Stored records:
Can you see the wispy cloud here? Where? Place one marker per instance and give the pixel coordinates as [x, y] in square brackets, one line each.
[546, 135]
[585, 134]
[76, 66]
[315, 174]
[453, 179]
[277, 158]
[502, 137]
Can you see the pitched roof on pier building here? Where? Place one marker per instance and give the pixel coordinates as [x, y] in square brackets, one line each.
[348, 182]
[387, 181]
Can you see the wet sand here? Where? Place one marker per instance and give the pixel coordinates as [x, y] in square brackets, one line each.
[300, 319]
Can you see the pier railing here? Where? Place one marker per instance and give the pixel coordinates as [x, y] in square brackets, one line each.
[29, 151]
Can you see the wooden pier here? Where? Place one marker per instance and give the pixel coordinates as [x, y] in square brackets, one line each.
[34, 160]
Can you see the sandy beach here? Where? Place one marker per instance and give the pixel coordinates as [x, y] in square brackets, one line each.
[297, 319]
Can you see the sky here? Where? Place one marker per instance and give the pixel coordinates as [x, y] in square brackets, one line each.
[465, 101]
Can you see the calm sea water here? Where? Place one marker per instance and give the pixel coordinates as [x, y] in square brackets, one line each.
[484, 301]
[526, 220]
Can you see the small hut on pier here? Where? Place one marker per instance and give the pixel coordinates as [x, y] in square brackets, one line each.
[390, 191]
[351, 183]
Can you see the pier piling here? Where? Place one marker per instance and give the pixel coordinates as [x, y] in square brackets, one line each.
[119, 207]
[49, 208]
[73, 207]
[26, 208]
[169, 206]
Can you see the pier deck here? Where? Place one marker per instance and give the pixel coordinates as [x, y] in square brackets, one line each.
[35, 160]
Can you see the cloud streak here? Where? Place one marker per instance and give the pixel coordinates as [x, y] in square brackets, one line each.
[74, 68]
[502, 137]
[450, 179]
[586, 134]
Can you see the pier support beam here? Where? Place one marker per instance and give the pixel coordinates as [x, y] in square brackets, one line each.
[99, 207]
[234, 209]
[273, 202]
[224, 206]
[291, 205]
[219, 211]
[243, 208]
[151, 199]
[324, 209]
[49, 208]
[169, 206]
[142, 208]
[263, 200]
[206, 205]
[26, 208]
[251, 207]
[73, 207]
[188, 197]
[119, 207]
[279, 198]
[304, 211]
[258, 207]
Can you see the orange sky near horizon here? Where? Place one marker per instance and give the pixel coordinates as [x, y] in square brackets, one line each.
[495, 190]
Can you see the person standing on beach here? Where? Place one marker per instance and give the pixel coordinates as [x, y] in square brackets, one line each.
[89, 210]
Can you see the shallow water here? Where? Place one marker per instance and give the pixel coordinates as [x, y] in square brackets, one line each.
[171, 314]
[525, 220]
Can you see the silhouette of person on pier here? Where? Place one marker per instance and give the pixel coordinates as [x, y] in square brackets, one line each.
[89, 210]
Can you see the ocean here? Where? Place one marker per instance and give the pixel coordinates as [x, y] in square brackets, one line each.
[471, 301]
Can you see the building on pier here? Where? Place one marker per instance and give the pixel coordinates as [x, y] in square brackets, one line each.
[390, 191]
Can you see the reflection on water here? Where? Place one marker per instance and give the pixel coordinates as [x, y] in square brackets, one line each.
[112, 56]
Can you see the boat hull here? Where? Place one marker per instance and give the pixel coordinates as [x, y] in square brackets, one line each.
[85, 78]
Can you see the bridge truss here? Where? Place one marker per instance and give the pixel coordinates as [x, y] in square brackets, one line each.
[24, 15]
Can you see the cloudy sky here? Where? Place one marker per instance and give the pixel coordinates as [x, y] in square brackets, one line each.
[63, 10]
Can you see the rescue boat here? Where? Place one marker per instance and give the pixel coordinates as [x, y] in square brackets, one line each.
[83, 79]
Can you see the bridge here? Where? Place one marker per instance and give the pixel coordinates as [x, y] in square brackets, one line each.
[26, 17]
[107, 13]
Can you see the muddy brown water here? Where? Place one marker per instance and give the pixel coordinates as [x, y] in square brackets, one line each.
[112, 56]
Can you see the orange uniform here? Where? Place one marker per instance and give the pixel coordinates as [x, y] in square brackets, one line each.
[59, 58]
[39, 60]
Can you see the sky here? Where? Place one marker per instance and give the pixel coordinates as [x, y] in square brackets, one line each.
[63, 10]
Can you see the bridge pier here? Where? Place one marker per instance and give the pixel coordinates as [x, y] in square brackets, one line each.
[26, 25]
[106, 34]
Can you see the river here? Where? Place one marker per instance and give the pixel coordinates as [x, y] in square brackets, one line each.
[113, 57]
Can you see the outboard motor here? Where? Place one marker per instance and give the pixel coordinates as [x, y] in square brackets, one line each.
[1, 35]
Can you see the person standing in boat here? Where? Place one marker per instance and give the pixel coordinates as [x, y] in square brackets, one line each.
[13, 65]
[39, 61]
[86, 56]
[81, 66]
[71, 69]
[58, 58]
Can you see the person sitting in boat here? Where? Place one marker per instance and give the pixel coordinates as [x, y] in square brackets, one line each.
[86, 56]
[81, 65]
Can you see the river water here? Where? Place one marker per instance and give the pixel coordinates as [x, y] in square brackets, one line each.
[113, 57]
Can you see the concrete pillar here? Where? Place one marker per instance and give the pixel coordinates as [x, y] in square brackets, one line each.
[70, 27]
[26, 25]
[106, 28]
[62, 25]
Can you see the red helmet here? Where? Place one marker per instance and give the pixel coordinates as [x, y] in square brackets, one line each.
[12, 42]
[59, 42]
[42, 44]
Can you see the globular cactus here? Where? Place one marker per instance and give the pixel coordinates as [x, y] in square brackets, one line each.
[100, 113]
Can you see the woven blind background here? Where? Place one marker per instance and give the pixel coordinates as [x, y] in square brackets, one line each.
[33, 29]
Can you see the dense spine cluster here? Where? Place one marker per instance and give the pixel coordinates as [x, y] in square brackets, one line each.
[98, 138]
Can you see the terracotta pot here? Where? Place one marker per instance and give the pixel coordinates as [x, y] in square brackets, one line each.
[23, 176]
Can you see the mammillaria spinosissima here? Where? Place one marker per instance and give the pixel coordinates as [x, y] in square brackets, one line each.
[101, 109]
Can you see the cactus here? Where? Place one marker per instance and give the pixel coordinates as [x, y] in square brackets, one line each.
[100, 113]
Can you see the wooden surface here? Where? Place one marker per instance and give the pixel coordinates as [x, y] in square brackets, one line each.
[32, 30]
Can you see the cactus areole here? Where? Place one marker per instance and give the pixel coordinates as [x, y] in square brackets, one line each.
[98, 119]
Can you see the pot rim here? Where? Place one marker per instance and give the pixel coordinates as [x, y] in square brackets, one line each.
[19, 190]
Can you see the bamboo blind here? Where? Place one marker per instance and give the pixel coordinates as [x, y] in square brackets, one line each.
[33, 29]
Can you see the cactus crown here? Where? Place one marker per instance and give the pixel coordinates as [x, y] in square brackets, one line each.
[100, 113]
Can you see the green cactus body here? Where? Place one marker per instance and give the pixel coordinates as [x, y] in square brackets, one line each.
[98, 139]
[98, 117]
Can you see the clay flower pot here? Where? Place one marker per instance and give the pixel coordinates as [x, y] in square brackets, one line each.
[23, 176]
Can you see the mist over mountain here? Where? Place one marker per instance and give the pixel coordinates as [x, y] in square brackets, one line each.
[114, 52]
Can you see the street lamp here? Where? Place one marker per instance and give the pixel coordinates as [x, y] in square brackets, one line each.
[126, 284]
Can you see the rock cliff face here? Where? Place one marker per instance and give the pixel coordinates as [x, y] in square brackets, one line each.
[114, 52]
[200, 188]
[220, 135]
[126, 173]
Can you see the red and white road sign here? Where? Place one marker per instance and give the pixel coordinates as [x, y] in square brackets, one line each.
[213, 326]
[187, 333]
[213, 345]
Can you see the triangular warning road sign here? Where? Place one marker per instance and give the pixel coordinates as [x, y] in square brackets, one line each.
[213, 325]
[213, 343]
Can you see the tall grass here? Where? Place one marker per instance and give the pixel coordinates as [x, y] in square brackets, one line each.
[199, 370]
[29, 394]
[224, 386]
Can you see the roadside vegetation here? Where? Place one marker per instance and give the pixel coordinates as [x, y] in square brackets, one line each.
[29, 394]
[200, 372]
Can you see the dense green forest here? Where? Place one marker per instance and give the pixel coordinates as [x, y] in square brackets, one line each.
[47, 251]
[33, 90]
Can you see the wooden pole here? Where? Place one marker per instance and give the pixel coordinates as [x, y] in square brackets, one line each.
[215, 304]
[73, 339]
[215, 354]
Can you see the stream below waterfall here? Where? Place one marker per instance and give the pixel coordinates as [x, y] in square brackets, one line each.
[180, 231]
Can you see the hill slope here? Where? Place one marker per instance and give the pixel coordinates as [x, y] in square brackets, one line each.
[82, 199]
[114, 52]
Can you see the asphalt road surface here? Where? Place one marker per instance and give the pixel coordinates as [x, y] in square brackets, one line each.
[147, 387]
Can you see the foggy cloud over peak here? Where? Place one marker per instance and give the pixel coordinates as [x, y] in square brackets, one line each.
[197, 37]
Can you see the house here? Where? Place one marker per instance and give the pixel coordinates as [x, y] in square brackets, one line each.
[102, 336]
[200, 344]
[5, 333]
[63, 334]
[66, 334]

● **Problem statement**: Reproduce only the lines running from the one with "Can you see the wooden pole" through the final line of the listing above, both ends included.

● **Exercise answer**:
Can you see the wooden pole here? Where? Place one marker per instance and give the pixel coordinates as [x, y] in square brackets, one line each.
[215, 304]
[73, 339]
[215, 354]
Can you see the stream below waterfall here? Where? Place one marker per instance and give the pixel coordinates as [x, y] in square brackets, one line each.
[180, 231]
Can you see the hill slope here? Where? Place one marker per instance and give the pixel coordinates as [x, y] in square brackets, one line each.
[82, 199]
[114, 52]
Can you see the asphalt road surface here? Where? Place one marker per instance and give the pixel coordinates as [x, y] in square brackets, one line each.
[147, 387]
Can you see the foggy cloud over peak here? Where? Place one marker per instance and give the pixel coordinates as [x, y] in square brackets, one line each.
[197, 37]
Can you see the house here? Where? Place one marker per instance and give the pixel coordinates as [x, y] in square brackets, one line each.
[102, 336]
[200, 344]
[5, 333]
[63, 334]
[66, 334]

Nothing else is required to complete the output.